- Extract to read -
Image courtesy of Hyotei
Gion Sasaki
Address: 570-123 Gionmachi Minamigawa, Higashiyama Ward, Kyoto
Vibe: Intimate, modern-traditional, chef-driven
Price: $$$$
Must order: Chef’s seasonal tasting menu
Gion Sasaki bridges classical kaiseki and contemporary sensibility with remarkable confidence. The room is intimate, the cooking focused, and the experience feels personal rather than formal. It’s refined without being precious, making it an excellent splurge for diners who want Kyoto tradition with a slightly modern edge.
Image courtesy of Gion Sasaki
Monk
Address: 2 Ginkakujicho, Sakyo Ward, Kyoto
Vibe: Rustic, intentional, quietly cult-favorite
Price: $$$ - $$$$
Must order: Seasonal tasting menu; wood-fired pizza courses
Monk is unlike anything else in Kyoto. Centered around a wood-fired hearth, the menu evolves constantly, guided by season and intuition rather than strict tradition. The atmosphere is relaxed but focused, and the food feels alive and expressive. It’s a splurge that feels creative, grounded, and deeply satisfying.

- Challenge 1 -
Pick out each line in the rows below that contains the string "every", and copy those lines unchanged.

- Exercise inputs -
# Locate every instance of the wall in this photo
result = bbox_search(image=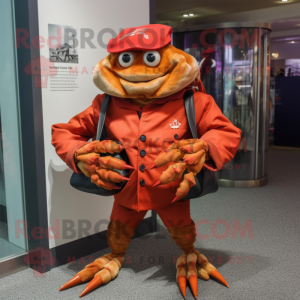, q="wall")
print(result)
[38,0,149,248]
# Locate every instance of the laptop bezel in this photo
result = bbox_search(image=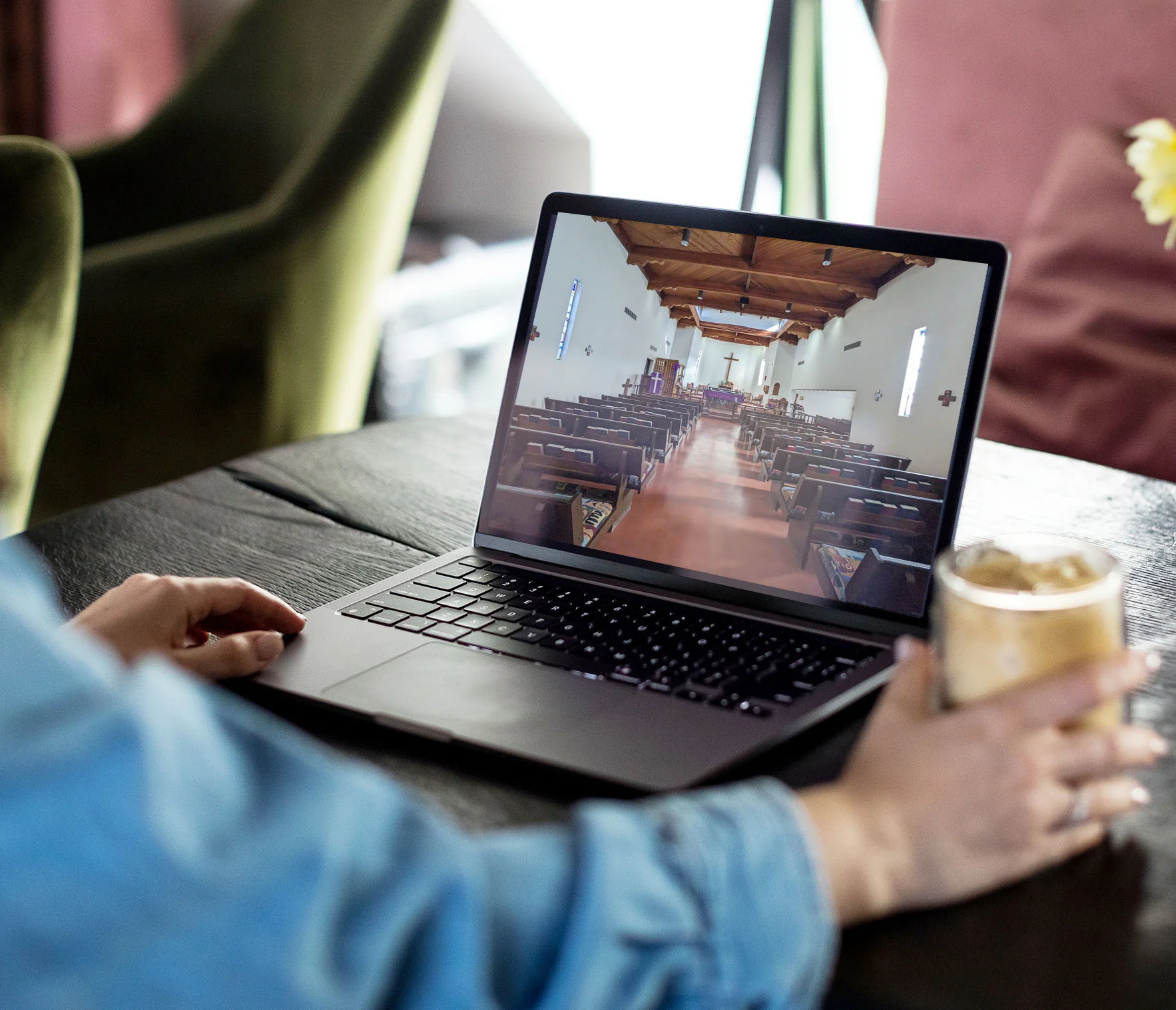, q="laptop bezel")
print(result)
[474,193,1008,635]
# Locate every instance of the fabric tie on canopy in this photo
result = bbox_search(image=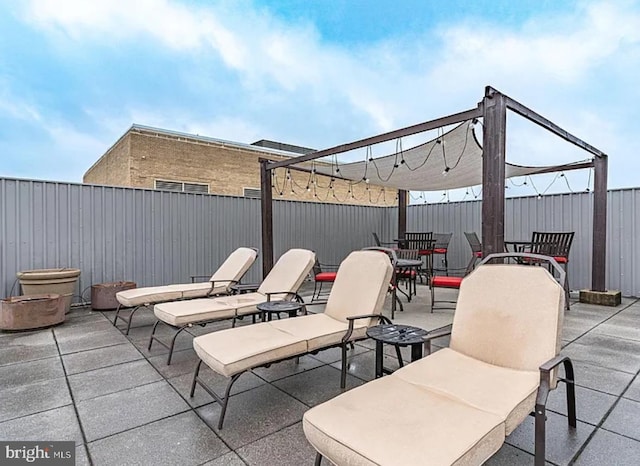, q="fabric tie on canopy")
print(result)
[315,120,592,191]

- Challenge 2 -
Continue the Kyoto restaurant guide above from its last sentence.

- Exercise output 1 -
# Locate every instance of the wall in this photo
# Locate every instance of the laptop bezel in this photo
# Locate every instance of the fabric tie on canopy in this photo

- Exercise output 2 -
Image courtesy of Monk
Hajime
Address: 1-9-11 Edobori, Nishi Ward, Osaka
Vibe: Minimalist, cerebral, architectural
Price: $$$$
Must order: Tasting menu
Hajime is Osaka’s most intellectually ambitious restaurant. The cooking is modern, precise, and deeply conceptual, yet grounded in flavor and balance. The experience is focused and immersive, rewarding diners who enjoy thoughtful pacing and serious technique. A true splurge for those who appreciate cuisine as craft.
Image courtesy of Hajime
Fujiya 1935
Address: 2-4-13 Koraibashi, Chuo Ward, Osaka
Vibe: Elegant, European-inflected, polished
Price: $$$$
Must order: Tasting menu
Fujiya 1935 offers a distinctly Kansai interpretation of modern European fine dining. The cooking is refined and assured, with subtle Japanese influences woven throughout. It’s calm, beautifully paced, and quietly luxurious — a splurge that feels classic rather than experimental.
Image courtesy of Fujiya 1935
Kodaiji Jugyuan
Address: 353 Masuyacho, Higashiyama Ward, Kyoto
Vibe: Zen-like, contemplative, design-forward
Price: $$$$
Must order: Tasting menu
Jugyuan offers a more contemporary, meditative take on kaiseki. The cuisine is minimalist, the presentation architectural, and the atmosphere profoundly calm. This is a splurge for diners who appreciate restraint, negative space, and food that rewards attention rather than spectacle.
Image courtesy of Kodaiji Jugyuan
Where We Wake Up
We take breakfast seriously.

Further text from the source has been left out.